*SELECTED EXTRACT*
AH: “As a native of Orleans (suburb of Ottawa), what does it mean to you to play for the team you grew up supporting?”
 
CA: “It’s definitely awesome. I used to go to games as a kid and I would take my shirt off and spin it around, I was one of those kids. I remember one day I got a puck and actually kept in inside of a coffee grinder to preserve it. I ended up losing the puck, which sucked, but to be in my hometown it’s definitely awesome and kind of insane. I never thought I would reach this point when I was a kid.”
 
AH: “The Ottawa 67s have been the best team in the OHL this season and they’ve seen a massive improvement from previous seasons. What’s been the key to your consistent elite play as a team this year?”
 
CA: “We have an awesome coaching staff. They always have video ready for us every day and we’re actually one of the only teams that practices in the morning. They changed around the whole schedule from last year. It also helps a lot when you go to training camp and all of the graduates come back. In training camp you see a bunch of faces from the year before that you remember, we didn’t lose any guys, so I think just the way all of the guys clicked together this year and the bond that we had from last year really helps.”
 
AH: “Chemistry is obviously an important factor and it seems like you guys have a lot of that.”
 
CA: “Yeah, most of the guys from last year’s team came to training camp this season and right away we kind of knew it was going to be a good season. Just the way all of the guys get along really helps.”
 
AH: “You and Michael DiPietro recently won the Dave Pinkney Trophy for the fewest goals allowed of any tandem. What does it mean to you to win that award in just your second season?
 
CA: “It definitely means a lot. Last year I only had one win, my numbers were pretty awful. Going into this season I only had one goal and it was to not get cut, so to have a season like this is definitely unbelievable. I never really thought it would happen but I put the work in over the summer and I guess it paid off eventually. To win an award like that, it also helps a lot to have a team like I have in front of me so it’s definitely awesome. It was a year to remember.”

*EXERCISES*
(A) In the interview, where did CA keep a puck to preserve it?
(B) Please write what comes next in the interview, starting after its final answer.

*Excerpts of pointing data*
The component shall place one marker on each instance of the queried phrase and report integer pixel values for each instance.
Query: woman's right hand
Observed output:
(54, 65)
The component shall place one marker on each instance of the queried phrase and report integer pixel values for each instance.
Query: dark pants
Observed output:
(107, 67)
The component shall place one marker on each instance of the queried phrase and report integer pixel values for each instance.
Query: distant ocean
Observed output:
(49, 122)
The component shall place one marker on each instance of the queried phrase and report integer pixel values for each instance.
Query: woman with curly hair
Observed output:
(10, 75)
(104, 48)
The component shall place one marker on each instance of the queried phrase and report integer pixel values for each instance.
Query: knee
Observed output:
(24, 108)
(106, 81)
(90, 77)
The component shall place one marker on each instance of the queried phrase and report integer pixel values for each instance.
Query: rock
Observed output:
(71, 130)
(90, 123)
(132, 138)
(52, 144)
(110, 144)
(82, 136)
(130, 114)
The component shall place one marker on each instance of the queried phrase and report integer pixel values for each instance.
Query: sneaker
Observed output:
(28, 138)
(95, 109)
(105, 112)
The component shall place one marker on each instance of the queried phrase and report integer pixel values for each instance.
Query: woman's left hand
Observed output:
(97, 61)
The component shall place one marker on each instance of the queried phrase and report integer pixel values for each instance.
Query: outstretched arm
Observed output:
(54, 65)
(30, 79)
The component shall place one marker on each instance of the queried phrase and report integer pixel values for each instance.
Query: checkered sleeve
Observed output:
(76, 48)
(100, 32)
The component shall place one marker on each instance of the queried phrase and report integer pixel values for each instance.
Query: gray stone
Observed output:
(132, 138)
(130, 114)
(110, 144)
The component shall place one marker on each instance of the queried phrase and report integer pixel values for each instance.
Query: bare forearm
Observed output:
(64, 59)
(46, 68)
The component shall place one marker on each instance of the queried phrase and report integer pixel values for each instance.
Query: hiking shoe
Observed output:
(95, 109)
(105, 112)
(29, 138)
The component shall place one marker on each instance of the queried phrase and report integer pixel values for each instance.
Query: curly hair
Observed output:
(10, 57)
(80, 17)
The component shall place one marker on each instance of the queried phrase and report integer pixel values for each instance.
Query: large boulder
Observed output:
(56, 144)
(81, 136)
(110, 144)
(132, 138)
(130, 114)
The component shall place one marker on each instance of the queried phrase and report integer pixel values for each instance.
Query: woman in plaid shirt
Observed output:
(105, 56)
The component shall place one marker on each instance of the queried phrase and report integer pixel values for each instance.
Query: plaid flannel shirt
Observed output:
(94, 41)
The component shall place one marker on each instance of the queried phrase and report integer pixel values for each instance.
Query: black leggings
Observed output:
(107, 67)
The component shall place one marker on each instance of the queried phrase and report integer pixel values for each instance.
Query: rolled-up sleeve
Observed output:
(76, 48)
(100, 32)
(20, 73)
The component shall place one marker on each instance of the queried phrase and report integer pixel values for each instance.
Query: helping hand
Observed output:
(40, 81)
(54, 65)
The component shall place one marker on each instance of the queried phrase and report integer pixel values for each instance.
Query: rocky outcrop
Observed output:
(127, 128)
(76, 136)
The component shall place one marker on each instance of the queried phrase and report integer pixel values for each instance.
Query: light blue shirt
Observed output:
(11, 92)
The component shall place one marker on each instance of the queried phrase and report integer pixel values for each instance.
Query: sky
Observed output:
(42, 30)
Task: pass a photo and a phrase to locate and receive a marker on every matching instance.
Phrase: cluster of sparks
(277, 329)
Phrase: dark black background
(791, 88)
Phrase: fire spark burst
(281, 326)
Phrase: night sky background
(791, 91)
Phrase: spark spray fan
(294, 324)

*RESULTS OF THE TASKS*
(A) Inside a coffee grinder.

(B)
 
AH: “That kind of brings me to my next question. You finished statistically as one of the best goalies in the OHL this season. Your success this year compared to last year has just been astonishing. I was just wondering what’s been the difference between your rookie season and your sophomore season?”
 
CA: “There were a lot of reasons. One of them was definitely the fact that I was out of high school this year and I had less crammed of a schedule. I had more time to relax, I went to bed earlier, I didn’t have any homework, it’s just more stress-free. We also have a new goalie coach, Charlie MacTavish. He lives in Ottawa, so I knew him personally and he was there every day to help me out. He would show us video every day. Our old goalie coach was great, but he was from Toronto and he would only be able to fly in once every few weeks for, say, three or four days at a time. It also definitely helps that I have a solid squad in front of me this year.
 
AH: “So would you say that the mental aspect was the biggest factor contributing to your success?”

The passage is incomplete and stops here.